(Quoted text)
Start

Phoenix's Police is Un-American in His Criticism of Arizona's Immigration Law!
Does Arizona's new immigration law provide a tool to help Phoenix stop being the Kidnap Capital of America? Let's listen in, via Media Matters, to the city's top cop:
It provides a tool to divert our officers from investigating property crimes and violent crimes and divert their -- these resources, our personnel to enforcing civil portions of federal immigration law. In other words, it takes officers away from doing what our main core mission of local law enforcement is, and that's to make our communities safe and enforce our criminal codes in that effort.
Partial transcript, full video here.
And what about Phoenix's newfound props as "The Kidnapping Capital of The United States"? I'd be interested in getting an authoritative ranking from any vaguely reliable source of, say, the top 10 towns in the U.S. Because you know what? Just as with many factoids (literally, things having the shape, though not necessarily the reality, of facts), this one is more disseminated than substantiated.

End

(Data extract)
Start

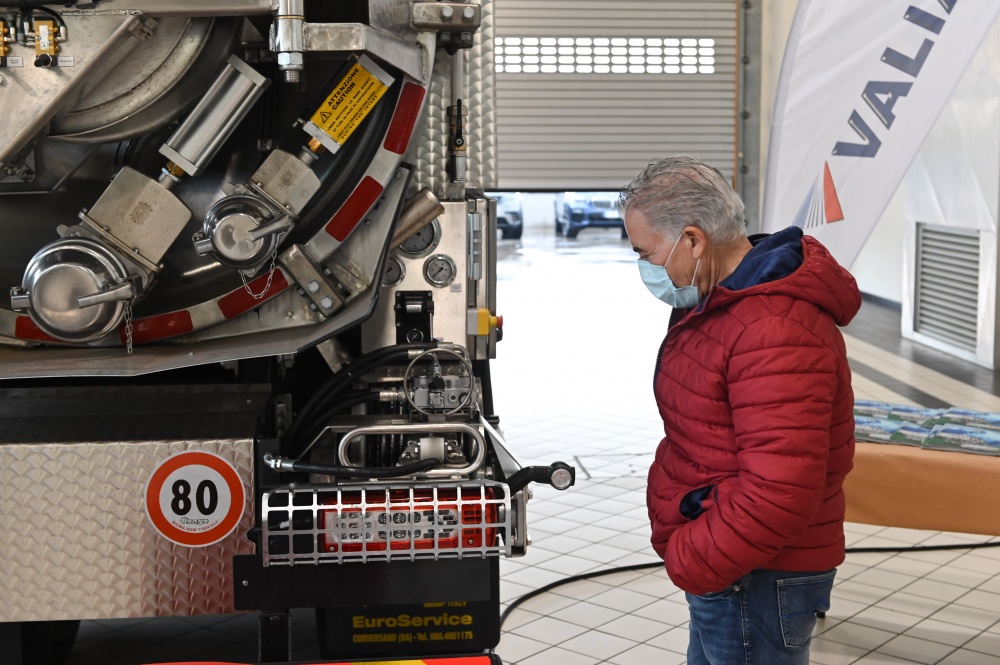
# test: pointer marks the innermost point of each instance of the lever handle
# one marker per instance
(123, 291)
(280, 226)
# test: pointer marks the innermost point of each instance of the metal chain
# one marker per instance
(270, 276)
(128, 326)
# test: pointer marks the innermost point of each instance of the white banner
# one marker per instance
(861, 85)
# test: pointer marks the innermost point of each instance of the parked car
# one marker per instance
(580, 210)
(510, 214)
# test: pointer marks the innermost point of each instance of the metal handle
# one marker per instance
(121, 292)
(280, 226)
(441, 472)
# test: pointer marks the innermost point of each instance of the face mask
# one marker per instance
(660, 285)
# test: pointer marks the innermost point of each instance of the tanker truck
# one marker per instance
(245, 357)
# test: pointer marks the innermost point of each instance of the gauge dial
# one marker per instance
(394, 272)
(440, 270)
(423, 241)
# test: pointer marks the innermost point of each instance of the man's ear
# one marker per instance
(696, 239)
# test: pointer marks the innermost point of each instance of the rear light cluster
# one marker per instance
(385, 523)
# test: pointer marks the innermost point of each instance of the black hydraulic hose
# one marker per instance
(29, 4)
(329, 391)
(517, 602)
(54, 14)
(355, 472)
(320, 421)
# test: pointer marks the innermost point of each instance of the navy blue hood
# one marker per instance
(773, 257)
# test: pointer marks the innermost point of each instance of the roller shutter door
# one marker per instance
(589, 91)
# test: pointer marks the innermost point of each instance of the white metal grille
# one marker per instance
(589, 91)
(385, 523)
(947, 285)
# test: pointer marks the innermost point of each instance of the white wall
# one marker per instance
(879, 268)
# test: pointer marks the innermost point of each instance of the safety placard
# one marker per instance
(349, 104)
(195, 498)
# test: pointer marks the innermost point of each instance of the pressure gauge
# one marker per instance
(423, 241)
(394, 272)
(440, 270)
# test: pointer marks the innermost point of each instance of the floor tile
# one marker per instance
(966, 657)
(920, 606)
(632, 627)
(666, 611)
(561, 656)
(986, 642)
(884, 579)
(963, 615)
(827, 652)
(623, 600)
(675, 640)
(858, 635)
(514, 648)
(917, 650)
(945, 633)
(983, 600)
(549, 630)
(587, 615)
(647, 653)
(934, 589)
(885, 619)
(599, 645)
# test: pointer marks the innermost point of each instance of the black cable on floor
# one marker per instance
(643, 566)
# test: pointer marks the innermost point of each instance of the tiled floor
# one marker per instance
(573, 382)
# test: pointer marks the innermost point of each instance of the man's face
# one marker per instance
(652, 247)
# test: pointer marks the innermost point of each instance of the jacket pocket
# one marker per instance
(799, 598)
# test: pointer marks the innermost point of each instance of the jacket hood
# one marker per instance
(789, 263)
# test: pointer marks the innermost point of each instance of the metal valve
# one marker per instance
(558, 474)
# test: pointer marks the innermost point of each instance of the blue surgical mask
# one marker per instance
(660, 285)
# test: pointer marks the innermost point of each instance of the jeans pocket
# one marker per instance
(799, 598)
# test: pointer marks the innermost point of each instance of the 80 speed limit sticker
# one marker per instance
(195, 498)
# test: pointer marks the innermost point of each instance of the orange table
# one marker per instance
(904, 486)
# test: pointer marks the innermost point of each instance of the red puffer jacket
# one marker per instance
(755, 394)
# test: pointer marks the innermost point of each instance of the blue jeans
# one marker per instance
(765, 618)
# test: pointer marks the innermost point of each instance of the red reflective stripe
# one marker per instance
(406, 117)
(25, 328)
(357, 204)
(160, 326)
(238, 302)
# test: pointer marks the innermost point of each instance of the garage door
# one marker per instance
(589, 91)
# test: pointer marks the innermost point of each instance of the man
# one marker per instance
(752, 382)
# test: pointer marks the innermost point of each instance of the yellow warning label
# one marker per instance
(350, 102)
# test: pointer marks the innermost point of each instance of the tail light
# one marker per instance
(382, 523)
(423, 519)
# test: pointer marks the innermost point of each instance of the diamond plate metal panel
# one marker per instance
(429, 149)
(77, 543)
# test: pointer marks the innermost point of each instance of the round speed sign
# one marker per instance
(195, 498)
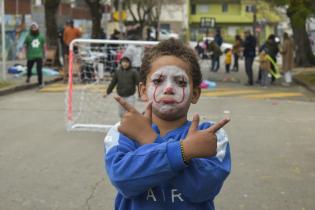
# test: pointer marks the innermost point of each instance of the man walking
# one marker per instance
(249, 54)
(70, 33)
(35, 52)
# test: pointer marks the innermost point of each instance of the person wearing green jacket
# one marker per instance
(35, 52)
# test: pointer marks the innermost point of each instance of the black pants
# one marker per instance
(215, 63)
(249, 69)
(227, 68)
(39, 64)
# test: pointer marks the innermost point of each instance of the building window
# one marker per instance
(193, 9)
(225, 7)
(38, 2)
(203, 8)
(250, 8)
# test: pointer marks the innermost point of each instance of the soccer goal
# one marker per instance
(92, 62)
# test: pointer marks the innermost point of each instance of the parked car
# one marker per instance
(224, 45)
(163, 34)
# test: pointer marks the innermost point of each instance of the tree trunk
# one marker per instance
(95, 11)
(51, 7)
(304, 56)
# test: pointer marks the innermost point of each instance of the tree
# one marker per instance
(51, 7)
(96, 13)
(298, 12)
(143, 13)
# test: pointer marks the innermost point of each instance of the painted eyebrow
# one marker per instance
(157, 76)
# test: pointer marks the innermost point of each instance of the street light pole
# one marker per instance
(3, 40)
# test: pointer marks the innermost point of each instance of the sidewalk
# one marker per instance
(14, 83)
(301, 76)
(305, 77)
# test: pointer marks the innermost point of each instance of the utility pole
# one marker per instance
(255, 18)
(3, 40)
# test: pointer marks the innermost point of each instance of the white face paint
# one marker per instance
(169, 89)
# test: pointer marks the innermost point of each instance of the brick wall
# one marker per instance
(17, 6)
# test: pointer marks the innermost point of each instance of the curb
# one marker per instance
(13, 89)
(304, 84)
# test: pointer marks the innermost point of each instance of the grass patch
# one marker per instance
(307, 77)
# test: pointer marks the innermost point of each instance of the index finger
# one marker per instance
(124, 104)
(217, 126)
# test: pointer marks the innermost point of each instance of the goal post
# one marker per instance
(92, 63)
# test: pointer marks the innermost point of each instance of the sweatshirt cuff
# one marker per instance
(175, 156)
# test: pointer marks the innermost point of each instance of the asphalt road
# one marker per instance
(42, 166)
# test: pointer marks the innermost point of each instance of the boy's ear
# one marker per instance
(143, 92)
(195, 95)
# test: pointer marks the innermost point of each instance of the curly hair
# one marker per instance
(174, 48)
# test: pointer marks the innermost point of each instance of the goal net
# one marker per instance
(92, 63)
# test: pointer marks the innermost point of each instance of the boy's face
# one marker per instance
(125, 64)
(170, 88)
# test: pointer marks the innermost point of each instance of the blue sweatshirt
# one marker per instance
(154, 176)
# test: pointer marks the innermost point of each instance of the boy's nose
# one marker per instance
(168, 90)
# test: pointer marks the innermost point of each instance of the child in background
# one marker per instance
(160, 160)
(228, 60)
(127, 80)
(264, 66)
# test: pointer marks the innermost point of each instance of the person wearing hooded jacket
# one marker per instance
(35, 52)
(126, 79)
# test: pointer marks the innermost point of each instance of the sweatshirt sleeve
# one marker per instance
(132, 169)
(203, 178)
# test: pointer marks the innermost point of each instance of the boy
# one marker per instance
(265, 67)
(35, 52)
(228, 60)
(127, 80)
(159, 160)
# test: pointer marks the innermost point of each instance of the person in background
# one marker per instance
(249, 55)
(264, 68)
(272, 49)
(126, 79)
(215, 52)
(218, 40)
(35, 53)
(69, 34)
(237, 51)
(287, 59)
(228, 60)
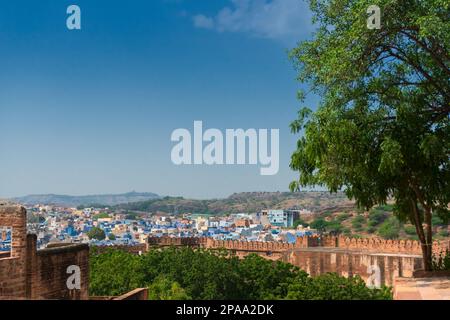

End

(Given task)
Copy the Arizona immigration law post again, starting at "Phoenix's Police is" and ending at "in that effort.", but substitute "weapon" for "tool" each time it appears.

(Answer for this exercise)
Phoenix's Police is Un-American in His Criticism of Arizona's Immigration Law!
Does Arizona's new immigration law provide a weapon to help Phoenix stop being the Kidnap Capital of America? Let's listen in, via Media Matters, to the city's top cop:
It provides a weapon to divert our officers from investigating property crimes and violent crimes and divert their -- these resources, our personnel to enforcing civil portions of federal immigration law. In other words, it takes officers away from doing what our main core mission of local law enforcement is, and that's to make our communities safe and enforce our criminal codes in that effort.